◆ Provided records ◆
-----
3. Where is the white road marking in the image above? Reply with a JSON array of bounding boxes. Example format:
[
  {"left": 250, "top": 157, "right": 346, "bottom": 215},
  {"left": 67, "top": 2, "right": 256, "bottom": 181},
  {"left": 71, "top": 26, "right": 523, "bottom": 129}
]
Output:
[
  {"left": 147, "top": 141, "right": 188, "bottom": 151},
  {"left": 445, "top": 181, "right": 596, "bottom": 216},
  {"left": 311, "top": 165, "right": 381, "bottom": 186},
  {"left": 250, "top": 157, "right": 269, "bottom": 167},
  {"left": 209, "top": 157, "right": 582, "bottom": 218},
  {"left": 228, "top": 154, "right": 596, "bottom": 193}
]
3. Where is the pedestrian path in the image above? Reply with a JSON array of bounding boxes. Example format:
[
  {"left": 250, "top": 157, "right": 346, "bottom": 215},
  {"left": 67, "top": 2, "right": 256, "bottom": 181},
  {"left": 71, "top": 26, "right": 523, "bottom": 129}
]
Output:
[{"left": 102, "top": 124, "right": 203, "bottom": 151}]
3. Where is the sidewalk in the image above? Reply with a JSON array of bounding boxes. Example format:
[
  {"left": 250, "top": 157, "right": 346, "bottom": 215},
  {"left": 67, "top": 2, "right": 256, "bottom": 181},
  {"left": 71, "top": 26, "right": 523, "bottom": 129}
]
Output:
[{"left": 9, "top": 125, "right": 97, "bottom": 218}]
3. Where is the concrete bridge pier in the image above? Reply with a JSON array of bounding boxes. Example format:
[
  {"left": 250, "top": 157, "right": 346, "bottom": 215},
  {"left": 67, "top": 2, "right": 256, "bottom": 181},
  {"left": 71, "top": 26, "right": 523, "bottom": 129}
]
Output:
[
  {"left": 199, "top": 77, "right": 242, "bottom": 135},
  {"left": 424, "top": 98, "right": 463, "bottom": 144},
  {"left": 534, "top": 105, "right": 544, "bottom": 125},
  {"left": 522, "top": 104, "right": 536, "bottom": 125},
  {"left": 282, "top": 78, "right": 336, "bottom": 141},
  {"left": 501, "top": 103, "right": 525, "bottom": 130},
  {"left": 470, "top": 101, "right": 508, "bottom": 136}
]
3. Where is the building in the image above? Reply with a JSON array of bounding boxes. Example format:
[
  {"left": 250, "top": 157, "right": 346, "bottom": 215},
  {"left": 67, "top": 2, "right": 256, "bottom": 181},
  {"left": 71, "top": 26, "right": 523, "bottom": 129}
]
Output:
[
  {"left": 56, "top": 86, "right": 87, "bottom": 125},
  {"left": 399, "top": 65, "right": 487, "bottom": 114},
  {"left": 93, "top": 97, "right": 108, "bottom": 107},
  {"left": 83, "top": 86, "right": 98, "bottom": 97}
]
-----
◆ What you are asked to do ◆
Put every line above into a JSON array of strings, one string per line, and leave out any blank lines.

◆ Solution ◆
[
  "3. Where is the white road marking in the image above? Reply with a JSON array of bounding boxes. Example format:",
  "[",
  "  {\"left\": 250, \"top\": 157, \"right\": 346, \"bottom\": 215},",
  "  {\"left\": 67, \"top\": 2, \"right\": 256, \"bottom\": 181},",
  "  {\"left\": 71, \"top\": 26, \"right\": 523, \"bottom\": 129}",
  "]",
  "Output:",
  "[",
  "  {\"left\": 147, \"top\": 141, \"right\": 188, \"bottom\": 151},",
  "  {\"left\": 445, \"top\": 181, \"right\": 596, \"bottom\": 216},",
  "  {\"left\": 311, \"top\": 165, \"right\": 381, \"bottom\": 186},",
  "  {\"left\": 250, \"top\": 157, \"right\": 269, \"bottom\": 167},",
  "  {\"left\": 209, \"top\": 157, \"right\": 582, \"bottom\": 218},",
  "  {\"left\": 228, \"top\": 154, \"right\": 596, \"bottom\": 193}",
  "]",
  "3. Where is the pedestrian path in the image above? Reply with a JSON array of bounding boxes. Example format:",
  "[",
  "  {\"left\": 250, \"top\": 157, \"right\": 346, \"bottom\": 215},",
  "  {\"left\": 67, \"top\": 2, \"right\": 256, \"bottom\": 181},",
  "  {\"left\": 71, \"top\": 26, \"right\": 523, \"bottom\": 129}",
  "]",
  "Output:",
  "[{\"left\": 102, \"top\": 124, \"right\": 203, \"bottom\": 151}]",
  "3. Where is the sidewalk in the image above? Reply with a JSON array of bounding boxes. Example format:",
  "[",
  "  {\"left\": 250, \"top\": 157, \"right\": 346, \"bottom\": 215},",
  "  {\"left\": 67, \"top\": 2, \"right\": 256, \"bottom\": 181},",
  "  {\"left\": 71, \"top\": 26, \"right\": 523, \"bottom\": 129}",
  "]",
  "Output:",
  "[{\"left\": 9, \"top\": 125, \"right\": 97, \"bottom\": 218}]",
  "3. Where is the concrete bridge pier in the image above? Reply with a JSON array of bounding boxes. Example format:",
  "[",
  "  {\"left\": 250, \"top\": 157, \"right\": 346, \"bottom\": 215},",
  "  {\"left\": 67, \"top\": 2, \"right\": 256, \"bottom\": 181},",
  "  {\"left\": 71, \"top\": 26, \"right\": 523, \"bottom\": 129}",
  "]",
  "Output:",
  "[",
  "  {\"left\": 199, \"top\": 77, \"right\": 242, \"bottom\": 135},",
  "  {\"left\": 424, \"top\": 98, \"right\": 463, \"bottom\": 144},",
  "  {\"left\": 534, \"top\": 105, \"right\": 544, \"bottom\": 125},",
  "  {\"left\": 522, \"top\": 104, \"right\": 536, \"bottom\": 125},",
  "  {\"left\": 282, \"top\": 78, \"right\": 336, \"bottom\": 141},",
  "  {\"left\": 501, \"top\": 103, \"right\": 525, \"bottom\": 130},",
  "  {\"left\": 470, \"top\": 101, \"right\": 508, \"bottom\": 136}",
  "]",
  "3. Where is the building in the image above? Reply with a JSON array of bounding boxes. Example format:",
  "[",
  "  {\"left\": 250, \"top\": 157, \"right\": 346, \"bottom\": 215},",
  "  {\"left\": 67, \"top\": 2, \"right\": 256, \"bottom\": 181},",
  "  {\"left\": 71, \"top\": 26, \"right\": 523, \"bottom\": 129}",
  "]",
  "Output:",
  "[",
  "  {\"left\": 56, \"top\": 86, \"right\": 87, \"bottom\": 125},",
  "  {\"left\": 399, \"top\": 65, \"right\": 487, \"bottom\": 114},",
  "  {\"left\": 93, \"top\": 97, \"right\": 108, \"bottom\": 107},",
  "  {\"left\": 83, \"top\": 86, \"right\": 98, \"bottom\": 97}",
  "]"
]